*Documento*
**********

Uma Bênção Superior Surge de
Observar e Curar as Falhas Humanas
Carlos Cardoso Aveline
Quando uma associação teosófica adota uma pedagogia clara
e eficaz, não oferece a ninguém um modo de fugir dos desafios. A associação ensina
as pessoas, isso sim, a aprender com o sofrimento e a eliminar as causas do
mal-estar.
Ao invés de oferecer um refúgio sectário contra o que
parece “insuportável”, o estudo teosófico autêntico fortalece a capacidade individual
de ver e viver o mundo tal como ele é. A filosofia esotérica ajuda a conviver
com as pessoas assim como são, mas garante o direito de cada um de procurar
sossego e ter uma vida calma, naquilo que depende de si.
Os desinformados apegam-se ao prazer e rejeitam o que
qualificam de “inaceitável”. Aquilo que se considera “absurdo”, naturalmente, varia
bastante de pessoa para pessoa, e muitos são os que se consideram “mutuamente
inaceitáveis”.
A teosofia liberta as pessoas da ingenuidade que é reagir
num plano meramente emocional diante do que lhes agrada ou desagrada.
Uma associação teosófica é um laboratório alquímico. Nela
o pior e o melhor de cada ser humano, o mais elevado e o menos elevado, estão
inevitavelmente presentes. A tarefa é transmutar a sombra em luz e a ignorância
em conhecimento.

**********

(Dados coletados)

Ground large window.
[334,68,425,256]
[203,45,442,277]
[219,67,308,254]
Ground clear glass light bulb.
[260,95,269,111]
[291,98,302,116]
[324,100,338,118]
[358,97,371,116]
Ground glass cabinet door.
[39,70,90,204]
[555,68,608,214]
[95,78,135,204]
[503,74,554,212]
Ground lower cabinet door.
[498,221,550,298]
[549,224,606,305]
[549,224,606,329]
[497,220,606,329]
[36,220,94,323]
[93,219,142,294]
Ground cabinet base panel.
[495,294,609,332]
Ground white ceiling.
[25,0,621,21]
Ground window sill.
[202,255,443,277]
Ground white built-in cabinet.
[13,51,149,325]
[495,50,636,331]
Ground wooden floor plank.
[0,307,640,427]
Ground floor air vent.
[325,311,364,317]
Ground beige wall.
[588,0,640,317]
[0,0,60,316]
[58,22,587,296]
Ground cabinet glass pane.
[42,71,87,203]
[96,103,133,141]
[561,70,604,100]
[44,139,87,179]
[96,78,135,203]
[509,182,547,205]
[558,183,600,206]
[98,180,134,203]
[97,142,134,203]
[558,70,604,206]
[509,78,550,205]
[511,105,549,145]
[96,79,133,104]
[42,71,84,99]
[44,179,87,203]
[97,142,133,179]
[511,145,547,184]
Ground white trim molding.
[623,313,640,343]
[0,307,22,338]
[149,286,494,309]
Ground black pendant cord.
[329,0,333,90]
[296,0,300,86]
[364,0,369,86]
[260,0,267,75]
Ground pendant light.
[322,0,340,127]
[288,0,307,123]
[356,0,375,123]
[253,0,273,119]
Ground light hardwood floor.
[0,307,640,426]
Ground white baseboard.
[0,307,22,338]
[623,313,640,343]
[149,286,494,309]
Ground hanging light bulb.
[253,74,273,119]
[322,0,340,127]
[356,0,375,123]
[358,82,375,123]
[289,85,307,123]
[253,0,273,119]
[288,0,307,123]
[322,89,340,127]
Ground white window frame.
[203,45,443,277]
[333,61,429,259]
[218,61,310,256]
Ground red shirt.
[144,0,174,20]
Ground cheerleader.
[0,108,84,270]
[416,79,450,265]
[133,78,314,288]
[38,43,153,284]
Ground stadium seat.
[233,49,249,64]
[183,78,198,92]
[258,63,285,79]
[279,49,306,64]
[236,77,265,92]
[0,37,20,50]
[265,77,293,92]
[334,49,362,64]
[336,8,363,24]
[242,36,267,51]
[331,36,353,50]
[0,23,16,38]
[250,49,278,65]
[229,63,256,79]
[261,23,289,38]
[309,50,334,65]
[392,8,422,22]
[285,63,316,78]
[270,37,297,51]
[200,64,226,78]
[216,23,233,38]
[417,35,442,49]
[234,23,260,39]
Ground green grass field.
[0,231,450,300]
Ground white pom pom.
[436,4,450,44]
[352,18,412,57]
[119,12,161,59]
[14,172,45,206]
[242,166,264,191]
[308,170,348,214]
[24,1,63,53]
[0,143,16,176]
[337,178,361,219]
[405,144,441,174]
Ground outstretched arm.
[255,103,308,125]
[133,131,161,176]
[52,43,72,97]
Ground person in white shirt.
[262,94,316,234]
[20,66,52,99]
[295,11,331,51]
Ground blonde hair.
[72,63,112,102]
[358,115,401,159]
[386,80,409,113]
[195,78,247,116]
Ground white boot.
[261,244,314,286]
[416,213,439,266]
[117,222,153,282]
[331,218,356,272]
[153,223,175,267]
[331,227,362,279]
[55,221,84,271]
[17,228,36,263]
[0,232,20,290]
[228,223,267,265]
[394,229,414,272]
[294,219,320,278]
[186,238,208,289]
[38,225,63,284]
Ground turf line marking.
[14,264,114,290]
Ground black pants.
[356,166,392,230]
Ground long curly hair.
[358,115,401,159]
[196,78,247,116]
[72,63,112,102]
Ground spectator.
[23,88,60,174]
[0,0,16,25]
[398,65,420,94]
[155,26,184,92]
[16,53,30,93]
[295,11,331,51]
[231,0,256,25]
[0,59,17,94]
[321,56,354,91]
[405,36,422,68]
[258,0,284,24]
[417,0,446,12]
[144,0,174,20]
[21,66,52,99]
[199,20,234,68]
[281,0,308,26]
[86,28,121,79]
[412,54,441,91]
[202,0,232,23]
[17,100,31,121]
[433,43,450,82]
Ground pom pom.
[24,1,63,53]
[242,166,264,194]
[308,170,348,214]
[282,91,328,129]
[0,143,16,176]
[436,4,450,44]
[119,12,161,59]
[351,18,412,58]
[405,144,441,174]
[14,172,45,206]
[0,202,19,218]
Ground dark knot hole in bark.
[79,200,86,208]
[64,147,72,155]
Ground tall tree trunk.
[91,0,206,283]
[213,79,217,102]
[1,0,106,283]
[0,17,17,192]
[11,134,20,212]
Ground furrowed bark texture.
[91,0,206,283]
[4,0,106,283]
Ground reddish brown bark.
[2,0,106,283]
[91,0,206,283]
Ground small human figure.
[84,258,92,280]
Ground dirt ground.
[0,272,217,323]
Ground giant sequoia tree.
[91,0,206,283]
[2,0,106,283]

**********

*Instrução escrita A*
Segundo o documento, o que é uma associação teosófica?
*Instrução escrita B*
Converta as entradas, do início delas até a linha que contém "[503,74,554,212]", inclusive, em um CSV de duas colunas, "enunciado" e "resposta", com uma linha por entrada. Coloque o enunciado e a resposta de cada entrada em um único campo entre aspas cada, trocando as quebras de linha por espaços.

*Resultado da tarefa A*
Um laboratório alquímico.

*Resultado da tarefa B*
enunciado,resposta
"Ground large window.","[334,68,425,256] [203,45,442,277] [219,67,308,254]"
"Ground clear glass light bulb.","[260,95,269,111] [291,98,302,116] [324,100,338,118] [358,97,371,116]"
"Ground glass cabinet door.","[39,70,90,204] [555,68,608,214] [95,78,135,204] [503,74,554,212]"